## begin Recorded data

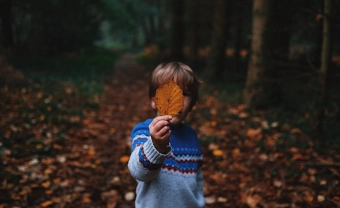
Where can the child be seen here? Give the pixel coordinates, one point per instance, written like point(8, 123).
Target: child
point(166, 157)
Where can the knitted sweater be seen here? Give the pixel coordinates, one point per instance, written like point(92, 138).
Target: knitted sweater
point(171, 180)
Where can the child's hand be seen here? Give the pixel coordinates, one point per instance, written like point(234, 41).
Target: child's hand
point(160, 132)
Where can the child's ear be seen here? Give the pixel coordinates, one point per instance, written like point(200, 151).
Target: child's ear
point(153, 104)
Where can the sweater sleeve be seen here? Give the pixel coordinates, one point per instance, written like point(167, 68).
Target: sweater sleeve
point(145, 161)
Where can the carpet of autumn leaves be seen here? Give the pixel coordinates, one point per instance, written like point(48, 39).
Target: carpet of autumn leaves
point(68, 159)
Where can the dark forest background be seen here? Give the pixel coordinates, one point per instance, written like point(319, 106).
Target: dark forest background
point(280, 59)
point(273, 50)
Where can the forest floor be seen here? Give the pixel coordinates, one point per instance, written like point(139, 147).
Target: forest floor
point(248, 162)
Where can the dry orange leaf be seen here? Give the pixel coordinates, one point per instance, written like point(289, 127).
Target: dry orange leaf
point(46, 203)
point(169, 99)
point(218, 153)
point(124, 159)
point(46, 184)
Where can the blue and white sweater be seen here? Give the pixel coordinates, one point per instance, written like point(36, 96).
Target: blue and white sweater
point(171, 180)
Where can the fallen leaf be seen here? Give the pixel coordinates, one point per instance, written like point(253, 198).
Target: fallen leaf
point(169, 99)
point(46, 184)
point(124, 159)
point(86, 200)
point(46, 203)
point(218, 153)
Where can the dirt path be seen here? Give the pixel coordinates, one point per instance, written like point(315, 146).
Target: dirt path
point(107, 132)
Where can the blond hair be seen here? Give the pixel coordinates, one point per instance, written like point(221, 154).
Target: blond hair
point(181, 73)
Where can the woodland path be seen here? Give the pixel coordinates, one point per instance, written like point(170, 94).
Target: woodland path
point(247, 161)
point(237, 172)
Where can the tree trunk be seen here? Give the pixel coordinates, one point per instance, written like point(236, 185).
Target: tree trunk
point(177, 28)
point(326, 55)
point(216, 61)
point(6, 23)
point(258, 66)
point(193, 34)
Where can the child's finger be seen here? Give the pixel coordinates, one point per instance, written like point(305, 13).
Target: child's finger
point(160, 118)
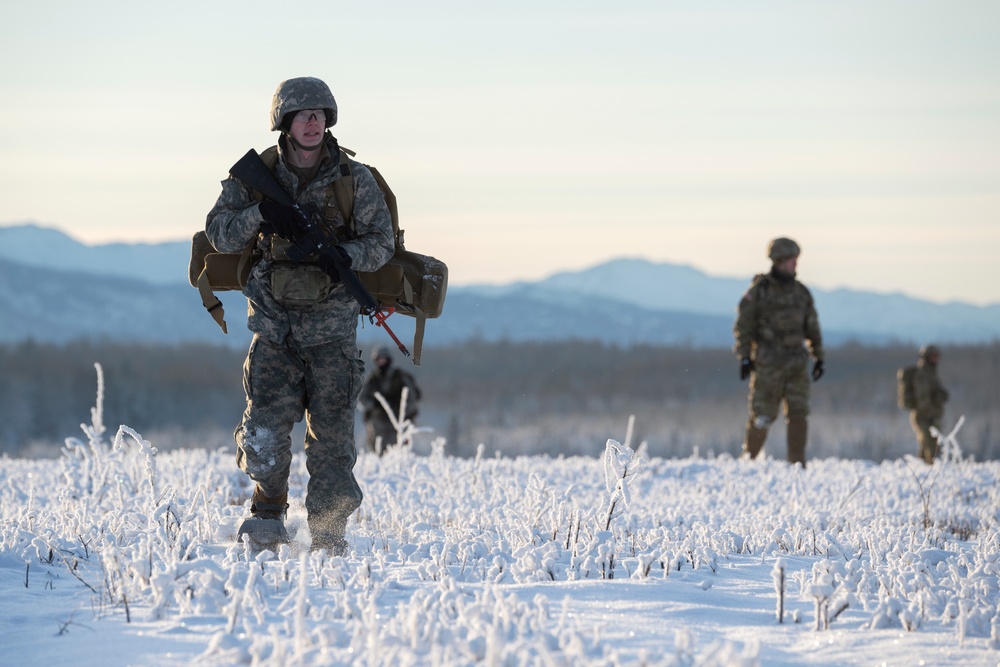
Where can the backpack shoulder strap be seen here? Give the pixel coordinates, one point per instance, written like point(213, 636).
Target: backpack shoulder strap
point(343, 188)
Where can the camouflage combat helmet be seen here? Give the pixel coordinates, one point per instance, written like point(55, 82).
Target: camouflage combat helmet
point(304, 92)
point(782, 248)
point(928, 350)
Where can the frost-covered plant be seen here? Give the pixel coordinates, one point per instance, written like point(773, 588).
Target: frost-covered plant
point(621, 465)
point(403, 425)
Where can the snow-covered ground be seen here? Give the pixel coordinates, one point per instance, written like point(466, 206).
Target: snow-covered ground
point(116, 555)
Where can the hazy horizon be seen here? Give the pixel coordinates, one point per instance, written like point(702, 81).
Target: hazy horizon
point(529, 139)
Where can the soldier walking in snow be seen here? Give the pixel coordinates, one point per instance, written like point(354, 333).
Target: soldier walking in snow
point(776, 320)
point(389, 382)
point(303, 360)
point(929, 397)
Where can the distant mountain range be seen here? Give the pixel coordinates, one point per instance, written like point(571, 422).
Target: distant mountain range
point(53, 288)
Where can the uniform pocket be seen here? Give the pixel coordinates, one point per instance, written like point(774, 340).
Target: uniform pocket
point(299, 284)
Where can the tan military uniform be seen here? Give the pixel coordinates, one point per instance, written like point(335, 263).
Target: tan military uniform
point(304, 358)
point(776, 321)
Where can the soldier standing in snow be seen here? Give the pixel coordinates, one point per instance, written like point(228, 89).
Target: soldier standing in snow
point(389, 381)
point(776, 319)
point(929, 397)
point(303, 360)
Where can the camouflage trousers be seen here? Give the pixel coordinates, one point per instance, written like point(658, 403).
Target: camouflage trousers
point(921, 425)
point(283, 382)
point(781, 380)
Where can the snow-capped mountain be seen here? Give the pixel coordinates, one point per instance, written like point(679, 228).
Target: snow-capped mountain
point(55, 288)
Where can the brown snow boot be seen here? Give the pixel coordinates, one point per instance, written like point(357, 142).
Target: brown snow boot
point(798, 431)
point(265, 529)
point(754, 440)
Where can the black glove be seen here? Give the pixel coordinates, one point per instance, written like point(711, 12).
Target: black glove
point(329, 264)
point(279, 219)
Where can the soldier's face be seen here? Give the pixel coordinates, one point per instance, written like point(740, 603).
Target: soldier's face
point(308, 127)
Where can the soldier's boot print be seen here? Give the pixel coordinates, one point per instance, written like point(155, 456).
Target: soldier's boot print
point(798, 433)
point(754, 440)
point(265, 528)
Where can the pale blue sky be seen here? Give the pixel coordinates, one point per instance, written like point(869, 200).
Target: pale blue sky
point(526, 138)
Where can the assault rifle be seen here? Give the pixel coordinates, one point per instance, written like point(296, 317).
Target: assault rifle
point(310, 239)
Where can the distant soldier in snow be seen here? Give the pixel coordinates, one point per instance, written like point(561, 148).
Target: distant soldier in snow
point(929, 397)
point(776, 320)
point(304, 359)
point(389, 382)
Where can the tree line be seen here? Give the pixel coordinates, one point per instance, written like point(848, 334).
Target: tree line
point(517, 398)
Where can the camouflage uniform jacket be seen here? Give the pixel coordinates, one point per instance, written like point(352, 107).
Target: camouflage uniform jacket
point(928, 392)
point(776, 317)
point(390, 384)
point(235, 221)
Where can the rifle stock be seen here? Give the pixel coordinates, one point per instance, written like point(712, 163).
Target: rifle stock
point(252, 172)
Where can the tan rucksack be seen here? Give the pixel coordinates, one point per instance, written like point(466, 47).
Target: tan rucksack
point(412, 284)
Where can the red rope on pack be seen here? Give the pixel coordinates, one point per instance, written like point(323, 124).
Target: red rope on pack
point(378, 318)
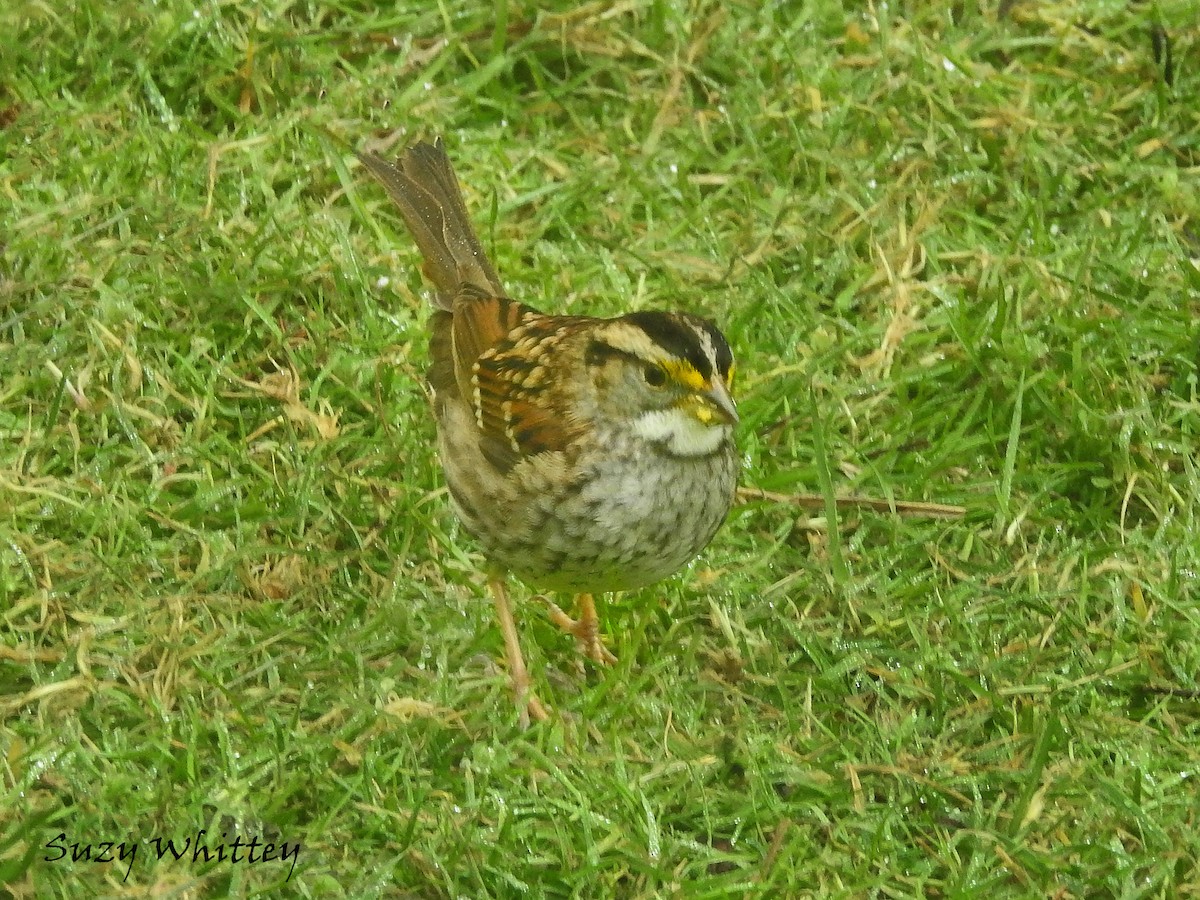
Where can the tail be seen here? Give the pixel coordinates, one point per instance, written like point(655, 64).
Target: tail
point(424, 186)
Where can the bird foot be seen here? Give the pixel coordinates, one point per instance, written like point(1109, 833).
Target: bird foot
point(586, 629)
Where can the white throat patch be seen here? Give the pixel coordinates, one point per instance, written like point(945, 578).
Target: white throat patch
point(681, 432)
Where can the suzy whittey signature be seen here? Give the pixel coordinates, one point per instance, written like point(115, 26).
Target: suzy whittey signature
point(192, 850)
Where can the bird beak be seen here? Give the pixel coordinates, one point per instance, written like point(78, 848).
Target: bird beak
point(720, 402)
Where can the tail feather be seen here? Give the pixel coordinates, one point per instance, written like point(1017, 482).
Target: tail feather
point(425, 189)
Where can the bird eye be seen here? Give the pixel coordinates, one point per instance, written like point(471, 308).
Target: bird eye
point(654, 376)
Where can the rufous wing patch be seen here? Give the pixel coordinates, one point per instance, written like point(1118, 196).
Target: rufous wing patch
point(517, 401)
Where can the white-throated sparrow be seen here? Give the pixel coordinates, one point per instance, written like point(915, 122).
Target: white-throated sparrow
point(585, 455)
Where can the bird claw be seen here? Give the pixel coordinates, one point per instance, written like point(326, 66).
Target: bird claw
point(586, 630)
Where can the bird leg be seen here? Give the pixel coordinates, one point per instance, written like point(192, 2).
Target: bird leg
point(527, 703)
point(586, 629)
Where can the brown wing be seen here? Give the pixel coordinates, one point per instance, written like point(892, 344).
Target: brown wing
point(520, 403)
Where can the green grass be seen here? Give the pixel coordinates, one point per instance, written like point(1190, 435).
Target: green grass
point(955, 250)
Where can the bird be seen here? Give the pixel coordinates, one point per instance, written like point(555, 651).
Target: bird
point(585, 455)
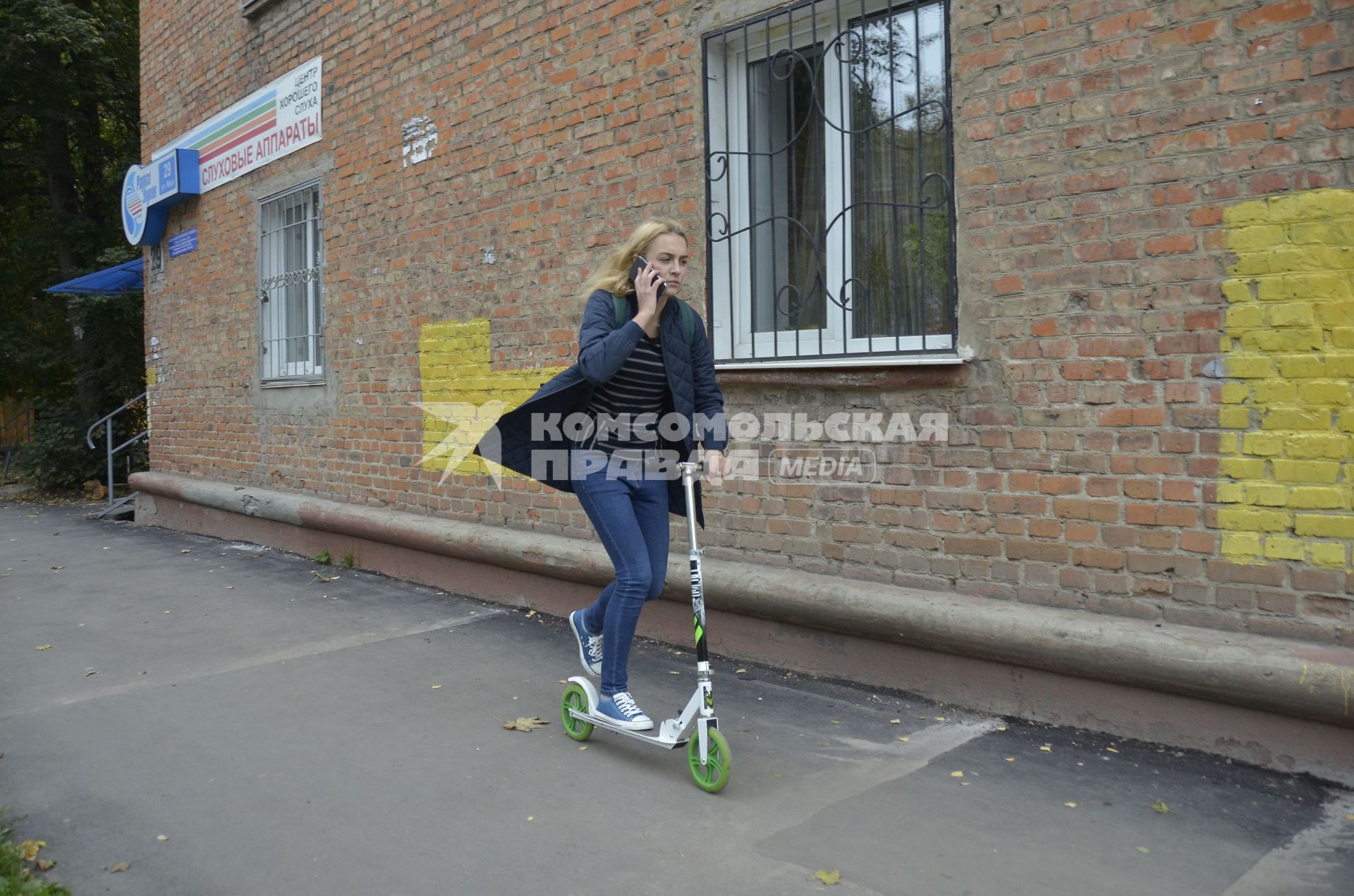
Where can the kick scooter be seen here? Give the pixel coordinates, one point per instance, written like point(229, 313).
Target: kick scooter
point(707, 751)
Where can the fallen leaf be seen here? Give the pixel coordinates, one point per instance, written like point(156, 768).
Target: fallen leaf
point(525, 725)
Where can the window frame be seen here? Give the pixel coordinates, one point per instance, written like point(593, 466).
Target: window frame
point(312, 372)
point(728, 217)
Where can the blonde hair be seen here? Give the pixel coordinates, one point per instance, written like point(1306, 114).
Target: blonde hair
point(614, 275)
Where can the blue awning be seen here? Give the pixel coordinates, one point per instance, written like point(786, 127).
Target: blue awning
point(123, 278)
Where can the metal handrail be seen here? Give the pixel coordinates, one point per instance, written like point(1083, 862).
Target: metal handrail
point(107, 439)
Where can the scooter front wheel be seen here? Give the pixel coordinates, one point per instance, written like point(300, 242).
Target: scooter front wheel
point(575, 699)
point(712, 776)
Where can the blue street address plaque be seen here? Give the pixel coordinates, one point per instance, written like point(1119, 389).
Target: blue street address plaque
point(183, 243)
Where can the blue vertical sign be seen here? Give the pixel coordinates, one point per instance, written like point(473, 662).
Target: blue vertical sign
point(150, 191)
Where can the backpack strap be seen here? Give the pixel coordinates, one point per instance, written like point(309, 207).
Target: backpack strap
point(688, 317)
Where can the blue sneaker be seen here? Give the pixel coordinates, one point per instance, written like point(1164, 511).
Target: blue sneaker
point(590, 646)
point(622, 710)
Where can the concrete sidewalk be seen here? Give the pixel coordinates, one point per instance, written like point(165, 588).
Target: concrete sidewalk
point(290, 735)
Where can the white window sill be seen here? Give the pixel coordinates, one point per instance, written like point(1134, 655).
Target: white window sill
point(279, 383)
point(805, 363)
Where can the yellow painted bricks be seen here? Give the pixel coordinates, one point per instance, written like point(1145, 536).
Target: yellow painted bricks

## end Recorded data

● Task description
Can you rewrite the listing lines between the one holding "Where can the brown snow" and the one holding "point(279, 219)", inclusive, putting "leather glove" wherever "black glove" appears and leaving everything else unchanged?

● Worked solution
Where can the brown snow boot be seen here? Give the pixel coordinates, one point per instance, written like point(357, 142).
Target: brown snow boot
point(798, 431)
point(265, 529)
point(754, 440)
Where can the leather glove be seen here? Give the pixel coordinates, one point per instance, written like point(711, 12).
Target: leather glove
point(329, 264)
point(279, 219)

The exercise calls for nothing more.